• [PROBLEM 1] List every abbreviation that the passage on ancillary study consent explains in square brackets, and give each one's bracketed expansion.
• [PROBLEM 2] Write a continuation of the passage on ancillary study consent, beginning after its final sentence.

• [PASSAGE FOR REVIEW]

━━━━

Item 26b: Additional consent provisions for collection and use of participant data and biological specimens in ancillary studies, if applicable.


“6.4.1. Samples for Biorepositories

Additional biological samples will be obtained to be stored for use in future studies of the pathobiology of FSGS [focal segmental glomerulosclerosis]. A materials consent will be obtained to specifically address the collection of these . . . urine, serum and plasma specimens . . .

14.3.4. Instructions for Preparation of Requests for an Ancillary Study

. . . A signed consent must be obtained from every participant in the ancillary study, if the data collection/request is not covered in the original informed consent process for the main FSGS Clinical Trial.
. . .
A copy of the IRB [Institutional Review Board] letter for the ancillary study should be sent to the DCC [Data Coordinating Center]. If a separate consent form is required for the ancillary study, a copy of the signed ancillary study consent form for each study participant must be included in the FSGS-CT [Focal segmental glomerulosclerosis – Clinical Trial] record. A data file tracking all signed ancillary consent forms must be maintained by the ancillary study and an electronic copy of that file must be delivered to the FSGS-CT DCC.”267


Ancillary studies involve the collection or derivation of data for purposes that are separate from the main trial. The acquisition and storage of data and biological specimens for ancillary studies is increasingly common in the context of clinical trials (Item 33). Specimens may be used for a specified subset of studies or for submission to biorepositories for future specified or unspecified research.

━━━━

• [EXTRACTED INFORMATION]
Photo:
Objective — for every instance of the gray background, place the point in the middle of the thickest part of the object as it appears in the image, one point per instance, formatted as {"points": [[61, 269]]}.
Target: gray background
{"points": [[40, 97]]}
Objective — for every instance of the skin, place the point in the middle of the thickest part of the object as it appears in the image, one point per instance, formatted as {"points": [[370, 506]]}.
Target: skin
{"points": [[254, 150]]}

━━━━

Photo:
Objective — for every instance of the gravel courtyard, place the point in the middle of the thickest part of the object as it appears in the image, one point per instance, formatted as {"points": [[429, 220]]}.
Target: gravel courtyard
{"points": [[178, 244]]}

━━━━

• [EXERCISE RESPONSE 1]
- FSGS: focal segmental glomerulosclerosis
- IRB: Institutional Review Board
- DCC: Data Coordinating Center
- FSGS-CT: Focal segmental glomerulosclerosis – Clinical Trial

• [EXERCISE RESPONSE 2]
Ancillary studies have additional processes and considerations relating to consent, which should be detailed in the protocol. Guidance for the creation of a simplified informed consent document for biobanking is available.358  Participants can be given several options to consider with respect to their participation in ancillary research: consent for the use of their data and specimens in specified protocols; consent for use in future research unrelated to the clinical condition under study; consent for submission to an unrelated biorepository; and consent to be contacted by trial investigators for further informational and consent-related purposes. This is commonly referred to as tiered consent. Participants should also be informed about whether their withdrawal from the ancillary research is possible (e.g., the data and specimens are coded and identifiable); what withdrawal means in this context (e.g., used specimens and data derived from them cannot be withdrawn); and what information derived from the specimen-related research will be provided to them, if any.